Provided records »
•••
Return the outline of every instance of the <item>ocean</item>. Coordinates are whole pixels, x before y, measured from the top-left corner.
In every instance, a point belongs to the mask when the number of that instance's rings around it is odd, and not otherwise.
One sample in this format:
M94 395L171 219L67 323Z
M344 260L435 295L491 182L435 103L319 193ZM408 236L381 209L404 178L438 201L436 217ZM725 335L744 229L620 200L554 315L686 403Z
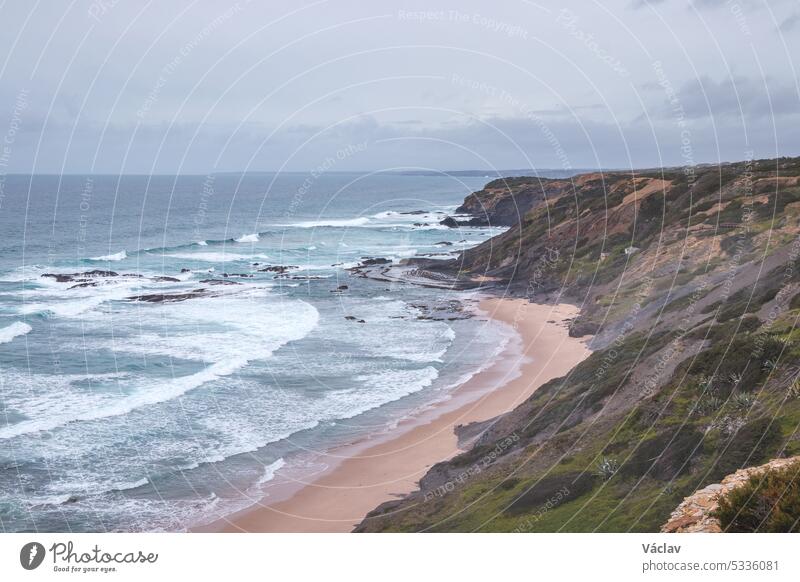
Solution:
M487 365L466 293L348 269L445 259L477 177L5 177L0 529L182 531L313 475Z

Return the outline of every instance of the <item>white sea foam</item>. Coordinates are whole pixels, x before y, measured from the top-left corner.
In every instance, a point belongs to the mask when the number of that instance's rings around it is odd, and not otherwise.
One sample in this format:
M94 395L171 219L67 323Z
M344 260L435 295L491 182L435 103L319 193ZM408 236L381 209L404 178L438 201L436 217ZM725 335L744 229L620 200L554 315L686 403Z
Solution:
M140 289L146 281L138 277L116 277L98 280L97 287L72 288L74 282L57 283L39 278L39 288L23 292L25 302L17 309L20 315L49 313L56 317L77 317L109 301L119 301Z
M272 481L275 478L275 473L277 473L285 464L286 463L284 462L283 458L280 458L274 463L270 463L269 465L265 466L264 472L261 474L261 477L258 478L258 485L263 485L264 483Z
M20 315L34 313L50 313L56 317L77 317L97 309L106 301L125 299L130 294L130 289L115 289L114 293L98 293L94 297L82 299L56 299L50 303L25 303L18 309Z
M120 483L119 485L114 485L112 487L113 491L127 491L128 489L137 489L139 487L143 487L147 485L150 481L148 481L147 477L142 477L138 481L131 481L128 483Z
M208 243L206 241L204 241L204 240L199 240L199 241L197 241L196 244L198 246L201 246L201 247L207 247L208 246Z
M258 242L258 233L254 232L253 234L243 234L239 238L236 239L236 242L240 243L254 243Z
M91 257L90 261L122 261L128 258L128 253L120 251L112 255L103 255L101 257Z
M25 335L31 329L30 325L22 321L15 321L7 327L0 328L0 344L7 344L15 337Z
M424 214L402 214L400 212L379 212L372 216L359 216L355 218L320 218L318 220L305 220L279 226L294 228L391 228L414 230L448 230L439 222L443 214L430 212Z
M433 366L417 370L389 369L356 376L360 386L325 395L328 418L347 419L419 392L433 384L439 372Z
M283 301L283 304L281 310L268 309L263 302L237 296L147 306L144 311L166 331L120 339L111 346L115 352L169 355L210 362L210 365L194 374L171 379L130 378L116 393L105 391L87 395L73 391L73 397L62 392L56 395L58 398L28 399L16 408L28 418L1 427L0 439L53 430L74 422L126 415L230 376L251 361L267 359L282 345L305 337L319 320L319 313L308 303L293 300ZM142 317L141 311L121 313L115 315L115 323L123 324L128 318L132 325ZM207 329L210 325L217 326L219 331L200 328ZM98 344L97 348L101 346ZM46 380L42 378L41 382Z
M141 388L138 392L130 396L121 398L102 398L100 403L90 404L89 399L82 402L64 402L58 408L53 407L49 410L39 410L40 414L29 420L23 420L15 424L10 424L0 428L0 439L9 439L25 434L40 431L53 430L69 423L87 422L114 416L122 416L129 412L148 406L158 404L177 398L186 392L202 386L206 382L217 380L223 376L228 376L247 363L243 358L213 364L201 372L190 374L180 378L165 382L150 381L147 387ZM31 403L28 403L30 412ZM66 404L66 406L64 405ZM74 406L70 406L74 404ZM88 406L87 406L88 405Z

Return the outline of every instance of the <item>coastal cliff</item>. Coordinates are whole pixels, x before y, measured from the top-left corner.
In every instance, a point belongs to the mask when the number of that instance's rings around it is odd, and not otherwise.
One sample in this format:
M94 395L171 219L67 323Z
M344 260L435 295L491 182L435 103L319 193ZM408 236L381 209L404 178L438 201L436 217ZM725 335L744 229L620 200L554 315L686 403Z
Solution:
M356 531L659 531L800 453L800 158L506 182L460 211L510 228L425 269L571 302L594 353Z
M463 221L470 226L514 226L545 202L547 192L568 184L569 180L548 178L500 178L467 196L456 212L470 215Z

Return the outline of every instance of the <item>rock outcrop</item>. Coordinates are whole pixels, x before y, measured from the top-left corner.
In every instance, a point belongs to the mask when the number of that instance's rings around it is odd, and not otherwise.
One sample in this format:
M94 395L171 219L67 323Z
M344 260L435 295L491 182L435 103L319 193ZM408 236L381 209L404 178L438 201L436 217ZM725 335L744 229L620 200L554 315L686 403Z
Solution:
M719 498L729 491L740 487L750 477L765 471L782 469L787 465L800 461L800 456L786 459L773 459L758 467L739 469L725 477L721 483L708 485L683 500L669 516L661 531L664 533L721 533L719 520L712 513L719 505Z

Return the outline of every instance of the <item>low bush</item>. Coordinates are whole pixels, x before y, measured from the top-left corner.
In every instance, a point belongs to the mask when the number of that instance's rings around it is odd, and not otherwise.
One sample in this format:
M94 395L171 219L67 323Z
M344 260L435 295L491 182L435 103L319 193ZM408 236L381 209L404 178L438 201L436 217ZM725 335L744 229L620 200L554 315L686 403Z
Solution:
M551 475L536 481L530 489L517 497L506 508L508 515L520 515L536 511L548 501L558 499L559 503L566 503L577 499L592 490L596 477L591 473L564 473Z
M703 433L694 428L663 432L640 444L622 465L624 475L669 481L689 470L691 459L700 451Z
M719 444L719 458L710 476L719 480L742 467L765 461L778 444L780 436L777 424L769 418L748 422Z
M719 500L727 532L800 532L800 462L754 475Z

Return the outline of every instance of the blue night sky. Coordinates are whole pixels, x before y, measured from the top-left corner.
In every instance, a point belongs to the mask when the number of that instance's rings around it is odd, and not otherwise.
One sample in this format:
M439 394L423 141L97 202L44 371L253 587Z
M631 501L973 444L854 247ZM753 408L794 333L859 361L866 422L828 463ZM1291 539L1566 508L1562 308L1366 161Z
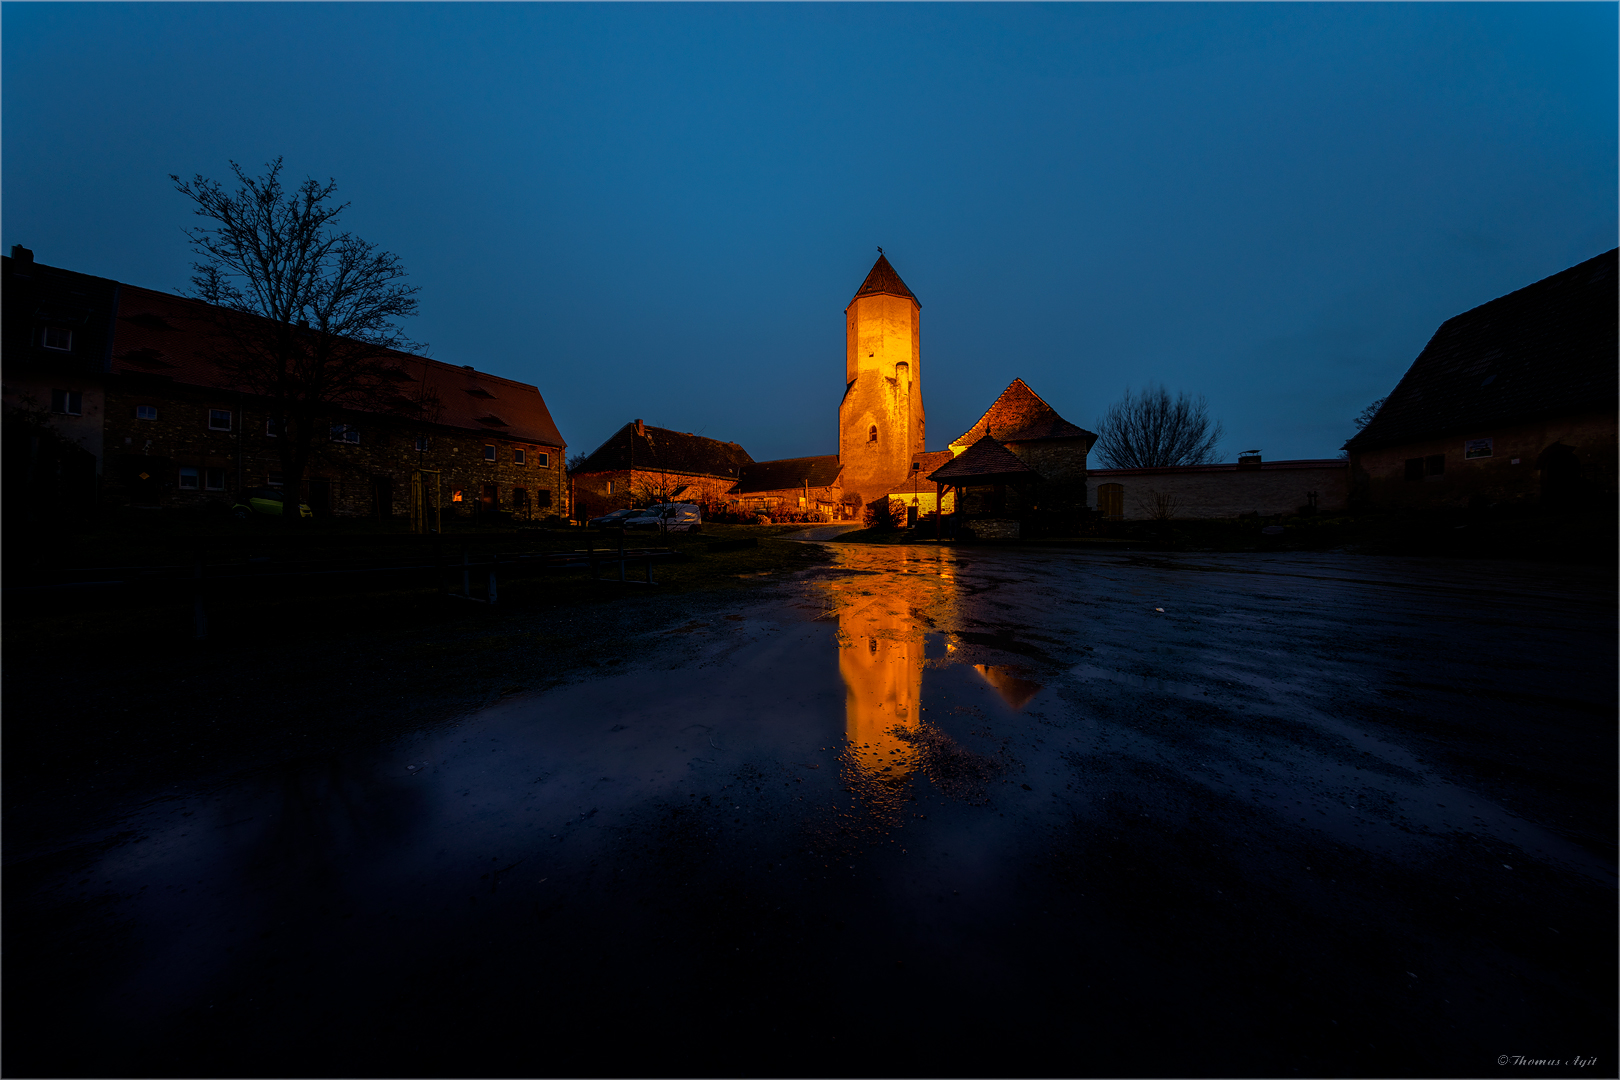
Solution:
•••
Instructions to follow »
A word-for-word transcription of the entries above, free of images, is what is wanted.

Written answer »
Return the outline of every instance of the <item>ocean</item>. Coordinates are whole pixels, x before y, measured from the top-left corner.
In every instance, a point belongs to the mask when the number of that instance's rings around it is odd, and not otherwise.
One sample in this format:
M94 395L171 219L67 323Z
M344 260L435 295L491 182L435 103L319 193ZM408 236L381 209L404 178L438 201L436 217ZM725 335L744 229L620 200L554 315L686 403Z
Solution:
M487 365L466 293L348 269L445 259L477 177L5 177L0 529L182 531L313 475Z

Return the outline of every instance of the <item>white sea foam</item>. Coordinates are whole pixels, x before y, measured from the top-left corner.
In every instance, a point belongs to the mask when the number of that instance's rings around it is odd, and not otherwise.
One sample in this format:
M94 395L171 219L67 323Z
M344 260L435 295L491 182L435 103L319 193ZM408 236L381 209L404 178L438 201L436 217ZM725 335L744 229L620 200L554 315L686 403Z
Solution:
M140 289L146 281L138 277L116 277L98 280L97 287L72 288L74 282L57 283L39 278L39 288L23 292L25 302L17 309L20 315L49 313L56 317L77 317L109 301L119 301Z
M272 481L275 478L275 473L277 473L285 464L286 463L284 462L283 458L280 458L274 463L270 463L269 465L265 466L264 472L261 474L261 477L258 478L258 485L263 485L264 483Z
M20 315L34 313L50 313L56 317L77 317L97 309L106 301L125 299L130 294L130 289L115 289L114 293L98 293L94 297L82 299L56 299L50 303L25 303L18 309Z
M120 483L119 485L114 485L112 487L113 491L127 491L128 489L137 489L139 487L143 487L147 485L150 481L148 481L147 477L142 477L138 481L131 481L128 483Z
M208 243L206 241L204 241L204 240L199 240L199 241L197 241L196 244L198 246L201 246L201 247L207 247L208 246Z
M258 242L258 233L254 232L253 234L243 234L239 238L236 239L236 242L240 243L254 243Z
M91 257L90 261L122 261L128 258L128 253L120 251L112 255L103 255L101 257Z
M25 335L31 329L30 325L22 321L15 321L7 327L0 328L0 344L7 344L15 337Z
M424 214L402 214L400 212L379 212L372 216L359 216L355 218L320 218L318 220L305 220L279 226L294 228L391 228L414 230L448 230L439 222L443 214L430 212Z
M433 366L417 370L389 369L356 376L360 386L325 395L328 418L347 419L419 392L433 384L439 372Z
M283 301L283 304L281 310L268 309L263 302L237 296L147 306L144 311L166 331L120 339L111 346L115 352L169 355L210 362L210 365L194 374L171 379L130 378L116 393L105 391L87 395L73 391L73 397L62 392L56 395L58 398L28 399L16 408L28 418L1 427L0 439L53 430L74 422L126 415L230 376L251 361L267 359L282 345L305 337L319 320L319 313L308 303L293 300ZM142 317L141 311L121 313L115 315L115 323L123 324L128 318L132 325ZM207 329L210 325L217 326L219 331L200 328ZM98 344L97 348L101 346ZM46 380L42 378L41 382Z
M141 388L138 392L130 396L121 398L102 398L100 403L90 404L89 399L82 402L64 402L58 408L53 407L49 410L39 410L40 414L29 420L23 420L15 424L10 424L0 428L0 439L9 439L25 434L40 431L53 430L69 423L87 422L114 416L122 416L129 412L148 406L158 404L177 398L186 392L202 386L206 382L217 380L223 376L228 376L247 363L243 358L213 364L201 372L190 374L180 378L165 382L150 381L147 387ZM31 403L28 403L30 412ZM66 404L66 406L64 405ZM74 406L70 406L74 404ZM88 406L87 406L88 405Z

Return the outline of every instance of the <item>coastal cliff</item>. Coordinates are whole pixels, x before y, measured from the top-left corner.
In every instance, a point belongs to the mask when the number of that instance's rings around it is odd, and not otherwise.
One sample in this format:
M94 395L171 219L67 323Z
M344 260L435 295L491 182L435 103L319 193ZM408 236L381 209L404 178L438 201L436 217ZM725 335L744 229L620 200L554 315L686 403Z
Solution:
M356 531L659 531L800 453L800 158L506 182L460 211L510 228L425 269L571 302L594 353Z
M463 221L470 226L514 226L545 202L547 192L568 184L569 180L548 178L500 178L467 196L456 212L470 215Z

Return the outline of every instance of the <item>rock outcrop</item>. Coordinates are whole pixels, x before y, measured from the top-left corner.
In every instance, a point belongs to the mask when the number of that instance's rings around it is odd, and not otherwise.
One sample in this format:
M94 395L171 219L67 323Z
M344 260L435 295L491 182L435 103L319 193ZM408 236L381 209L404 178L438 201L436 217ZM725 335L744 229L620 200L554 315L686 403Z
Solution:
M719 498L729 491L740 487L750 477L765 471L782 469L787 465L800 461L800 456L786 459L773 459L758 467L739 469L725 477L721 483L708 485L683 500L669 516L661 531L664 533L721 533L719 520L712 513L719 505Z

Return the outline of every instance of the <item>low bush</item>. Coordinates are whole pixels, x before y, measured from the top-left corner.
In every instance, a point belongs to the mask when the number of that instance's rings around it is odd, and not otherwise.
One sample in this format:
M94 395L171 219L67 323Z
M344 260L435 295L491 182L435 103L319 193ZM408 236L381 209L404 178L438 201L436 217ZM725 335L744 229L620 200L554 315L686 403Z
Solution:
M551 475L536 481L530 489L517 497L506 508L508 515L520 515L536 511L548 501L558 499L559 503L566 503L577 499L592 490L596 477L591 473L564 473Z
M703 433L694 428L663 432L640 444L622 465L624 475L669 481L689 470L691 459L700 451Z
M719 444L719 458L710 476L719 480L742 467L765 461L778 444L780 436L777 424L769 418L748 422Z
M719 500L727 532L800 532L800 462L754 475Z

Return the outline of every instance of the blue night sky. Coordinates are whole pixels, x before y, measured from the top-left corner.
In every instance, a point belongs to the mask when the number of that instance's rings around it is odd, and not otherwise.
One sample in this format:
M439 394L423 141L97 202L44 371L253 587Z
M631 501L973 444L854 247ZM753 408L794 333L859 361L866 422L828 463ZM1291 539L1566 508L1562 308L1366 161Z
Solution:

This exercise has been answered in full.